RECORDS FOR THIS EXERCISE start
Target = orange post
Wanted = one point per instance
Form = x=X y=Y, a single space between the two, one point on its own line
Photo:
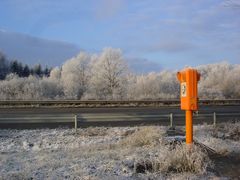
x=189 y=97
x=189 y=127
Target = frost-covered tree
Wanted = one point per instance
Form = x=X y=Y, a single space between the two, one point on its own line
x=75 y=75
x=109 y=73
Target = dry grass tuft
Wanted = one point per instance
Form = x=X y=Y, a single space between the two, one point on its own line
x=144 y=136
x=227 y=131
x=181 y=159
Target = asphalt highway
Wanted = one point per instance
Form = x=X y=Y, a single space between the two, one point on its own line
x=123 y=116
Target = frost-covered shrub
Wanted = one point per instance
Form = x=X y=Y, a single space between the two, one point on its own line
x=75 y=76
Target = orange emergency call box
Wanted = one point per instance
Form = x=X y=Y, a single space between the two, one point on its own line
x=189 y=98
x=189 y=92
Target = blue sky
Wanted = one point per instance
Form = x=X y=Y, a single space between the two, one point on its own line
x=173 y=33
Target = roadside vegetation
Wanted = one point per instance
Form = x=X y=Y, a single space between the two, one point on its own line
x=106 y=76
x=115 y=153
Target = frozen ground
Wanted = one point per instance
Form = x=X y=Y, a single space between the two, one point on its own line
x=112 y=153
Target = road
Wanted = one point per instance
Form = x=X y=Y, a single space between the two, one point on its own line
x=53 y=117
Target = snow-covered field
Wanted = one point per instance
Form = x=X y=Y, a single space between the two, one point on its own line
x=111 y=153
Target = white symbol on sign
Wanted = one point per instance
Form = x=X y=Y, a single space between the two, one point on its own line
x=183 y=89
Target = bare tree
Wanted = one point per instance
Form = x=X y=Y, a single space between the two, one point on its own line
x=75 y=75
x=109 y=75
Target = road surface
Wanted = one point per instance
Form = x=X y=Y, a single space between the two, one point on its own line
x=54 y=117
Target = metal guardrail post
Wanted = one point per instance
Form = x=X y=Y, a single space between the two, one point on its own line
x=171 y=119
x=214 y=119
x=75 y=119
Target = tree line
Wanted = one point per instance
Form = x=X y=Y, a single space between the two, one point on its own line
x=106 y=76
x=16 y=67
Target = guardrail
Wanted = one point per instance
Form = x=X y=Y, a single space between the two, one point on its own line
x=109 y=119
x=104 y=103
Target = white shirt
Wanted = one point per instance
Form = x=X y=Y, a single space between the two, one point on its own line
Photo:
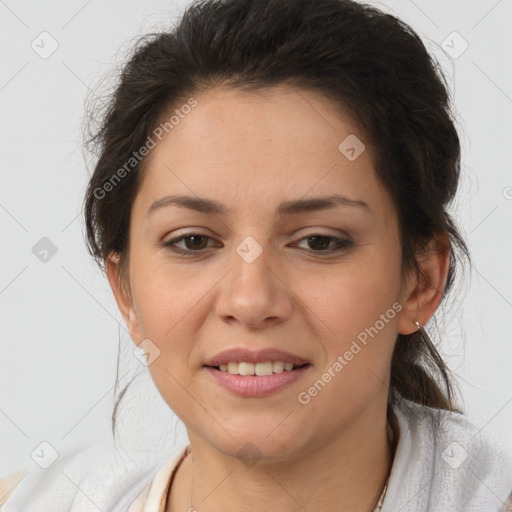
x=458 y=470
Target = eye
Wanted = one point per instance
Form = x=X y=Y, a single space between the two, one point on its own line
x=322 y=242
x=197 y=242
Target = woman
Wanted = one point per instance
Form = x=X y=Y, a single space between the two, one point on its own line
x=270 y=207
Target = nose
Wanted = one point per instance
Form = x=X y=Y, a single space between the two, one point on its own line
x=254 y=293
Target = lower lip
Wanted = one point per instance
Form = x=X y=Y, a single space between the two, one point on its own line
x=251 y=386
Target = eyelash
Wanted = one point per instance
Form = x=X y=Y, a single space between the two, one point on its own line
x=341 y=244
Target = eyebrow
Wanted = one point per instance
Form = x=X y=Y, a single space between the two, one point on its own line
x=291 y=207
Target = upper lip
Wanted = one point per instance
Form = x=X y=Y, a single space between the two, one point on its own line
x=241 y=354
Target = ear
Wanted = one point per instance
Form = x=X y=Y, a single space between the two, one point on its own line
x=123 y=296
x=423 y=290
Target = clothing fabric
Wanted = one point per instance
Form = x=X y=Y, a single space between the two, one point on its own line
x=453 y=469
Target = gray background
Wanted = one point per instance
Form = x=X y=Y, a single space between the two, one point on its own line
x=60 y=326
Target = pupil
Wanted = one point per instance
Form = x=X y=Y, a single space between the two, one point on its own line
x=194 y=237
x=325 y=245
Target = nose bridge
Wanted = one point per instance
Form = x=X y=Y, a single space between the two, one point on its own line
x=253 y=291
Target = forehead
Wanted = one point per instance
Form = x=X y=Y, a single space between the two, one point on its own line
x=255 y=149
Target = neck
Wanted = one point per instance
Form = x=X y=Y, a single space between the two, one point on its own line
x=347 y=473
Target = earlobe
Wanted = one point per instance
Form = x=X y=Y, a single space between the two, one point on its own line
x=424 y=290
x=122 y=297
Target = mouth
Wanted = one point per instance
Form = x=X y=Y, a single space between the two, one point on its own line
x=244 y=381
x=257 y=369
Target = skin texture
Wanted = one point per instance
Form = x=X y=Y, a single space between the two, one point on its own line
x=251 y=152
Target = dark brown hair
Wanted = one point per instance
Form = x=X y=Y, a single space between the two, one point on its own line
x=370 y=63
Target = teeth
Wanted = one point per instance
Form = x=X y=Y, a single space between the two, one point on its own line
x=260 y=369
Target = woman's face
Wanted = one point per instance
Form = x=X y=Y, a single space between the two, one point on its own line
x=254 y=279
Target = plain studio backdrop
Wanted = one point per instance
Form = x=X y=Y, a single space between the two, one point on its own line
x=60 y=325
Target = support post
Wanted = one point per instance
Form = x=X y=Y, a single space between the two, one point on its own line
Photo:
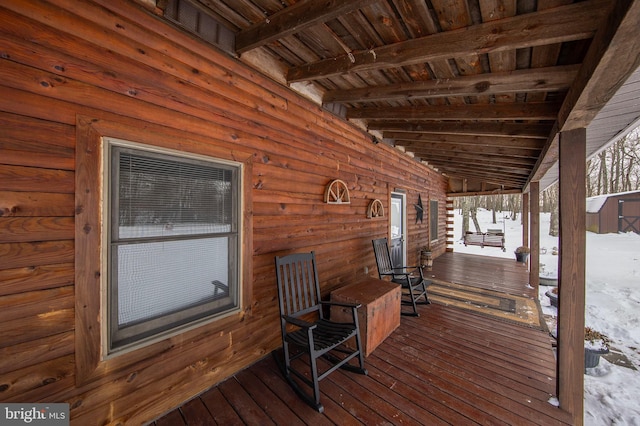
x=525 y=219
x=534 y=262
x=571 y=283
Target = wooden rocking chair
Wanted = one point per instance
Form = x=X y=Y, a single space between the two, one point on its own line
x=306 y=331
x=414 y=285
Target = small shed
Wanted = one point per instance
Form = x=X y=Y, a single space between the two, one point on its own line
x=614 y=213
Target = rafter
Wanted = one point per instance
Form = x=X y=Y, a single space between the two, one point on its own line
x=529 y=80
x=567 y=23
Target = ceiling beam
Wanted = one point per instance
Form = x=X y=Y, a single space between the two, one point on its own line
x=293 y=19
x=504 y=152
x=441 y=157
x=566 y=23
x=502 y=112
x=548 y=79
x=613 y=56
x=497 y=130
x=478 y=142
RECORDS FOR THIS EXERCISE end
RECORDS FOR THIS EXERCISE start
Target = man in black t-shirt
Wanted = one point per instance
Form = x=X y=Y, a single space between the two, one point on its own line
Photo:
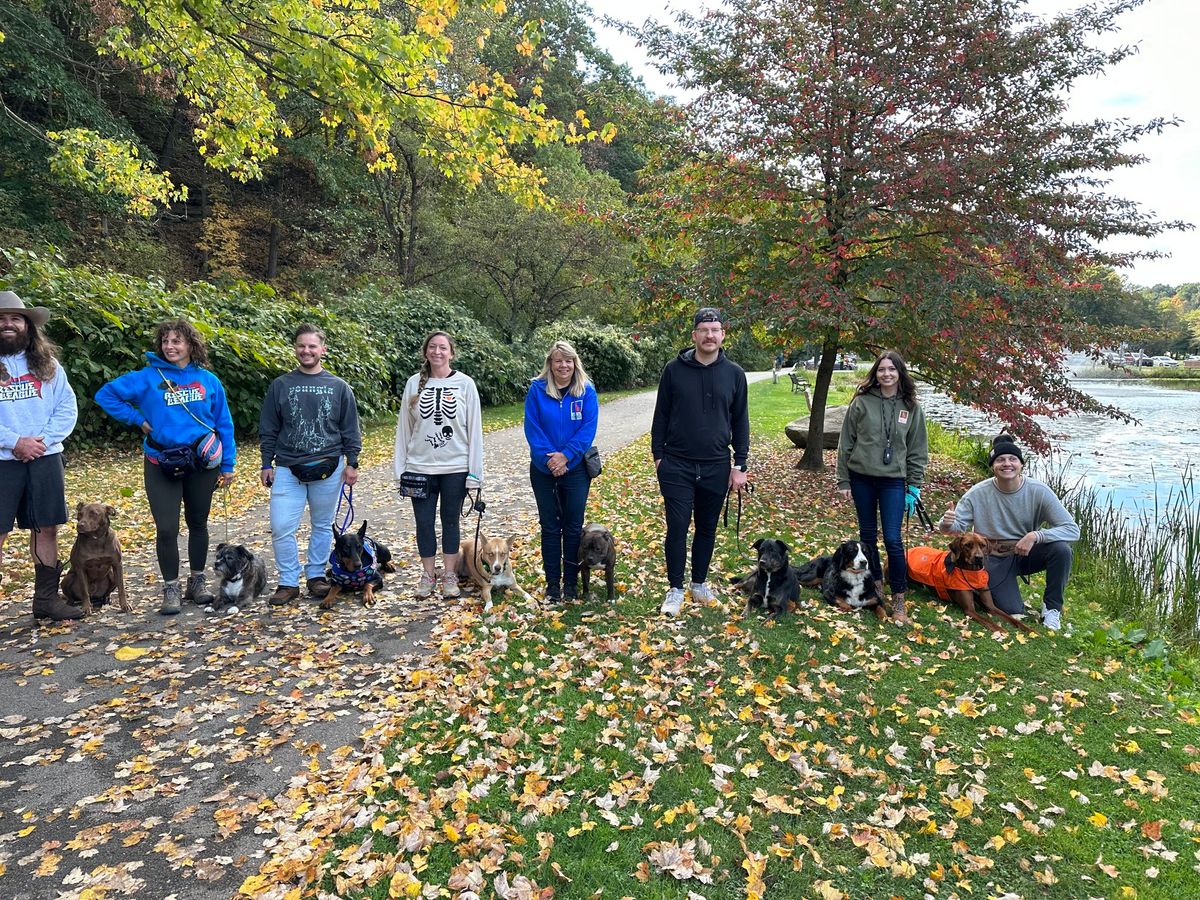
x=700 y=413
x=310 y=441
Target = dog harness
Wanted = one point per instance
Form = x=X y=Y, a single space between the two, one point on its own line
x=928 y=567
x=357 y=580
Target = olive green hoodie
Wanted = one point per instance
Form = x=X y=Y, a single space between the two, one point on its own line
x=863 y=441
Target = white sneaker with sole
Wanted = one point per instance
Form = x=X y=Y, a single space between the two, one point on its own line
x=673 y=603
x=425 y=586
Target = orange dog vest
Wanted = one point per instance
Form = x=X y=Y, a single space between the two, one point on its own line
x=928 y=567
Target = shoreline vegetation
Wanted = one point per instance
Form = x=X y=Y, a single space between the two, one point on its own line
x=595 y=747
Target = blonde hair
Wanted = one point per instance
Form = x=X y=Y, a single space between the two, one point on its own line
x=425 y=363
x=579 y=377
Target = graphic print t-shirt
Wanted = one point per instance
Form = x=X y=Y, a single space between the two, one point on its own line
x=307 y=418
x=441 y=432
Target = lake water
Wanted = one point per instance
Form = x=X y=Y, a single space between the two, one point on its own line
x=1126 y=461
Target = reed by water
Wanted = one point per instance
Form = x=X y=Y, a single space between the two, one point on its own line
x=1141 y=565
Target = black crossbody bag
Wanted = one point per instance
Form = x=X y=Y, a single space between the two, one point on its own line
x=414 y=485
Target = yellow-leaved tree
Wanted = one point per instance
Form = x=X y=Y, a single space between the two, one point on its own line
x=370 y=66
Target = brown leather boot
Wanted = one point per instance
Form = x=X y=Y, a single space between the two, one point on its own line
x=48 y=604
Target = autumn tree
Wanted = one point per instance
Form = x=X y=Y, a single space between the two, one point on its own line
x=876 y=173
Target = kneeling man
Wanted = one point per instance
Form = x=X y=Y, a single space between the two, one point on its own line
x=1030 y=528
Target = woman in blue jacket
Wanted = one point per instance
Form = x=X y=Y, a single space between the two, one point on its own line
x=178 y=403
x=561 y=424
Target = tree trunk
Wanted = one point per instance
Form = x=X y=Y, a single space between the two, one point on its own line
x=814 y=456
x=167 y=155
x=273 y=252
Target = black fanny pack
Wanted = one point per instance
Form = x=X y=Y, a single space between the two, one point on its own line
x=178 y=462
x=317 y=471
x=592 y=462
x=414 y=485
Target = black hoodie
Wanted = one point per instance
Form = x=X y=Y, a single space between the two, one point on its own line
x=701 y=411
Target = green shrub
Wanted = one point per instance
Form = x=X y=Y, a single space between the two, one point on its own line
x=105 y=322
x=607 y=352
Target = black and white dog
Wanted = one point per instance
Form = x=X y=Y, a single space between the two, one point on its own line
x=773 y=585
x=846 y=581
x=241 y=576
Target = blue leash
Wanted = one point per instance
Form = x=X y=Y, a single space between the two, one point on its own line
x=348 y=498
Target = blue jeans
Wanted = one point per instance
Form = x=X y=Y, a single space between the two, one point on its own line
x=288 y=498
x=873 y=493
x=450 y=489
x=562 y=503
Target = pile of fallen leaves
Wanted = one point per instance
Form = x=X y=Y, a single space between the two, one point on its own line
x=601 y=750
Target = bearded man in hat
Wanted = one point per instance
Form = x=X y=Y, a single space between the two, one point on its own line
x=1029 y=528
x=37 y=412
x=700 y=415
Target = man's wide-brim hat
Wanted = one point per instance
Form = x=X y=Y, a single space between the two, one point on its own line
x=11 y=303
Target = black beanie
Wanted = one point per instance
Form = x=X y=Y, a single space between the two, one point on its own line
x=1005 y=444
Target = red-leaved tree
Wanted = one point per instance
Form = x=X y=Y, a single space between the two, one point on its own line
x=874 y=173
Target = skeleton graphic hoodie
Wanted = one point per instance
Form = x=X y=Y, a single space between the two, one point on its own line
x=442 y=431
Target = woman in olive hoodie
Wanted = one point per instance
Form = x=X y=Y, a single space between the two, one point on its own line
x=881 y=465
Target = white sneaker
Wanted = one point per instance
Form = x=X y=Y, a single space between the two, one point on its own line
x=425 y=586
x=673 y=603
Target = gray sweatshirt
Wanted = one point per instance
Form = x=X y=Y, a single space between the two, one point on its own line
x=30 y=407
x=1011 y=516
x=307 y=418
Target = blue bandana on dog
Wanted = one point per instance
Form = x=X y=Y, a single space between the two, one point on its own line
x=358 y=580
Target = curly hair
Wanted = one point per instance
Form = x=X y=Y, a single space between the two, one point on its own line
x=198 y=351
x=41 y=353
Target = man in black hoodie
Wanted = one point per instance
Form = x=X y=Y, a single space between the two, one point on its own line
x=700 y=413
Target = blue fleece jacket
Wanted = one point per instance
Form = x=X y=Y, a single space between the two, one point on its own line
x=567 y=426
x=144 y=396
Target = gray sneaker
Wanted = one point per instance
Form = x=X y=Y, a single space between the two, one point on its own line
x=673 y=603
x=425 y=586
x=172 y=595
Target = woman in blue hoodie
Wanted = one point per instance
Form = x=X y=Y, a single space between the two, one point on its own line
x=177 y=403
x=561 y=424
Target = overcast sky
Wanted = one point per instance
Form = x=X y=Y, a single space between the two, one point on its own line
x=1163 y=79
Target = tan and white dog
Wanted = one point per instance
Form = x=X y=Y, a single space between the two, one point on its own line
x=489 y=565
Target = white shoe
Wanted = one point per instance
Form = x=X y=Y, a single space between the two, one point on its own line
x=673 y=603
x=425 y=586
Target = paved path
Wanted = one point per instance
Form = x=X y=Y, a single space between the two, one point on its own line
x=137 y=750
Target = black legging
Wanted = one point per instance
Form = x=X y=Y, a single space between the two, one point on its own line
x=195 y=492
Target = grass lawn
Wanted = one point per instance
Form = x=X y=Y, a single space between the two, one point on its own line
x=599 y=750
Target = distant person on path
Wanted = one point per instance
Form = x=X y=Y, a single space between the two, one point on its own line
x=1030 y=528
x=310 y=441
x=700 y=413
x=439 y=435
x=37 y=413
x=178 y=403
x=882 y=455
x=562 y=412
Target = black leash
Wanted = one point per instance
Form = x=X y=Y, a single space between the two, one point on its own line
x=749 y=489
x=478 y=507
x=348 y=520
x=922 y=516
RECORDS FOR THIS EXERCISE end
▶ WHAT YOU NEED TO DO
Can you write out the listing above, beginning at the line that has "Target = orange post" and stopping after the line that has "x=181 y=159", with both of those lines included? Leave the pictures out.

▶ ANSWER BELOW
Target = orange post
Wanted = one point per instance
Form = x=X y=Y, a single space between the two, one point on its own line
Photo:
x=189 y=97
x=189 y=127
Target = frost-covered tree
Wanted = one point per instance
Form = x=X y=Y, a single space between the two, one point on its own line
x=75 y=75
x=109 y=73
Target = dry grass tuft
Wanted = one point per instance
Form = x=X y=Y, a single space between the two, one point on its own line
x=144 y=136
x=227 y=131
x=181 y=159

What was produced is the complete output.